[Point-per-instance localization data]
/---
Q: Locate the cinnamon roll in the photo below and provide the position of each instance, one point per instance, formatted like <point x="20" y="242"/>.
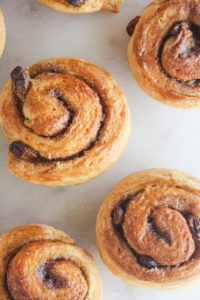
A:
<point x="40" y="262"/>
<point x="148" y="229"/>
<point x="2" y="33"/>
<point x="82" y="6"/>
<point x="164" y="51"/>
<point x="67" y="121"/>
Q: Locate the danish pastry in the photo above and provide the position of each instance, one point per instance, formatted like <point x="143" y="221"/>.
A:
<point x="40" y="262"/>
<point x="148" y="229"/>
<point x="82" y="6"/>
<point x="2" y="33"/>
<point x="163" y="52"/>
<point x="67" y="121"/>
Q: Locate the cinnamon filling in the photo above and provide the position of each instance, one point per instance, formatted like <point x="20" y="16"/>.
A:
<point x="179" y="53"/>
<point x="76" y="2"/>
<point x="131" y="25"/>
<point x="160" y="223"/>
<point x="51" y="124"/>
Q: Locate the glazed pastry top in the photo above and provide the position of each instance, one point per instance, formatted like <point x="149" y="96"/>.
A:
<point x="148" y="229"/>
<point x="38" y="261"/>
<point x="67" y="121"/>
<point x="164" y="50"/>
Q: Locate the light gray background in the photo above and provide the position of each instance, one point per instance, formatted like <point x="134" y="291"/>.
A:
<point x="161" y="136"/>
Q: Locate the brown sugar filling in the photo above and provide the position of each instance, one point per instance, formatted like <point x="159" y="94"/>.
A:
<point x="21" y="85"/>
<point x="118" y="221"/>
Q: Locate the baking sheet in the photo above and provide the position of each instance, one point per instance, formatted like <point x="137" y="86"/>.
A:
<point x="161" y="136"/>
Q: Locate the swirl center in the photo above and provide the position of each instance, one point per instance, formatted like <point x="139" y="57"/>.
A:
<point x="42" y="268"/>
<point x="180" y="55"/>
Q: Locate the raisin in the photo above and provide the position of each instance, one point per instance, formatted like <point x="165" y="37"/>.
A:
\---
WHAT THE EXERCISE ASKS: In the copy, include every line of the records exactly and none of the images.

ANSWER TO THIS PROBLEM:
Q: Locate the cinnamon roll in the photo below and provide the position of each instance, one point per instance, formatted like <point x="20" y="242"/>.
A:
<point x="40" y="262"/>
<point x="148" y="229"/>
<point x="2" y="33"/>
<point x="82" y="6"/>
<point x="164" y="51"/>
<point x="67" y="121"/>
Q: Locate the danish pastry in the photo above and provide the position of each instance, one point per instance, formatted like <point x="143" y="221"/>.
A:
<point x="40" y="262"/>
<point x="148" y="229"/>
<point x="82" y="6"/>
<point x="2" y="33"/>
<point x="163" y="52"/>
<point x="67" y="121"/>
Q: Locate the cinnamon filling in the photo above and provide the position of each instance, one point per instance, formatted like <point x="20" y="16"/>.
A:
<point x="179" y="53"/>
<point x="76" y="2"/>
<point x="131" y="25"/>
<point x="160" y="223"/>
<point x="51" y="124"/>
Q: Locate the glazed pastry top in the photo above and provide the position of each instance, one point per instance, formatted like <point x="149" y="96"/>.
A:
<point x="148" y="229"/>
<point x="38" y="261"/>
<point x="67" y="121"/>
<point x="164" y="50"/>
Q: Locate the light gray background in the photo above and provide the position of each instance, one point per instance, formatted like <point x="134" y="291"/>.
A:
<point x="161" y="136"/>
Q: Locate the brown sugar filling in the photo above and provide the position of each instance, one point per instance, formatted like <point x="159" y="94"/>.
A:
<point x="21" y="85"/>
<point x="118" y="221"/>
Q: Locate the baking sheet in the photo above and provide the position of each instance, one point per instance, formatted like <point x="137" y="86"/>.
A:
<point x="161" y="136"/>
Q: Locate the swirl center in the photo above and provide the position of each instance, one point per instance, formatted like <point x="139" y="57"/>.
A:
<point x="42" y="268"/>
<point x="180" y="55"/>
Q: Locate the raisin in the photo above and provide the position of each instance, one point per instance, formatted like <point x="165" y="37"/>.
A:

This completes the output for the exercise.